- [Exercise aim]:
Repeat word for word the stretch of the Flume mailing-list post from "Posted to dev@flume.apache.org" through "(all in flume-ng-core)".

You are viewing a plain text version of this content. The canonical link for it is here.
Posted to dev@flume.apache.org by Jürgen Jakobitsch <j....@semantic-web.at> on 2016/10/11 15:02:07 UTC

SpoolingDirectorySource with parentDirectory header

hi,

for a project using the SpoolingDirectorySource with a HDFS sink i wanted
to have the same (relative) directory structure in HDFS as in the spool
directory, which uses subdirectories.

to achieve this i updated (all in flume-ng-core)

org/apache/flume/client/avro/ReliableSpoolingFileEventReader.java
org/apache/flume/source/SpoolDirectorySource.java
org/apache/flume/source/SpoolDirectorySourceConfigurationConstants.java

to include the following additional (optional) headers (analog to
basenameHeader):

parentDirectory (the parent directory of the file)

example:
spooldirectory: /var/lib/flume/data/
file: /var/lib/flume/data/some/subdirectory/somefile.log

parentDirectoryHeader = /var/lib/flume/data/some/subdirectory/

relativeParentDirectory (the parent directory of the file relative from the
spooldirectory)

example:
spooldirectory: /var/lib/flume/data/
file: /var/lib/flume/data/some/subdirectory/somefile.log

relativeParentDirectoryHeader = some/subdirectory/


i'm now using the following flume config (excerpt) to get a nice folder
structure in HDFS:

flume.sources.dirSource.spoolDir = /var/lib/flume/data
flume.sources.dirSource.recursiveDirectorySearch = true
flume.sources.dirSource.basenameHeader = true
flume.sources.dirSource.basenameHeaderKey = basename
flume.sources.dirSource.relativeParentDirectoryHeader = true
flume.sources.dirSource.relativeParentDirectoryHeaderKey =
relativeParentDirectory
...

- [Recorded data]:
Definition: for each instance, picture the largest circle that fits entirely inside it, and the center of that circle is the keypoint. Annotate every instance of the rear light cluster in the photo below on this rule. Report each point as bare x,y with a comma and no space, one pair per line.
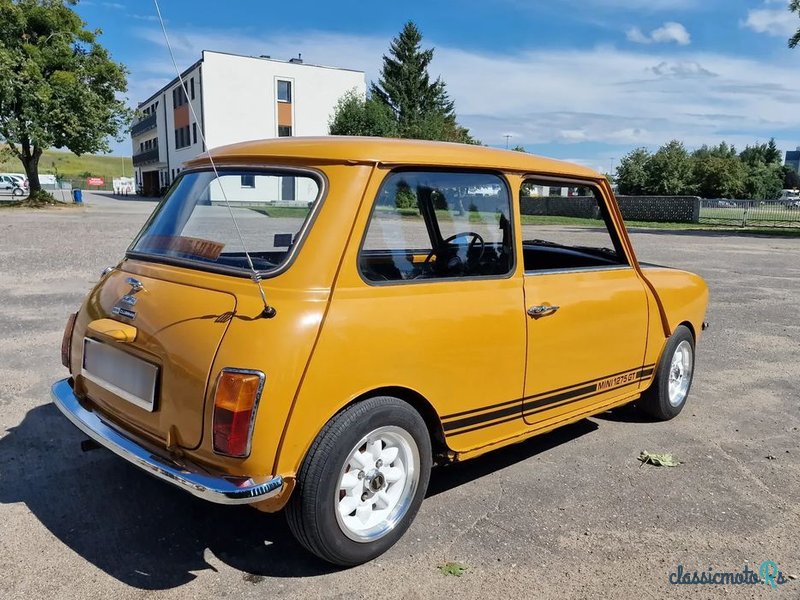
235,402
66,342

- [Result of the exercise]:
Posted to dev@flume.apache.org by Jürgen Jakobitsch <j....@semantic-web.at> on 2016/10/11 15:02:07 UTC

SpoolingDirectorySource with parentDirectory header

hi,

for a project using the SpoolingDirectorySource with a HDFS sink i wanted
to have the same (relative) directory structure in HDFS as in the spool
directory, which uses subdirectories.

to achieve this i updated (all in flume-ng-core)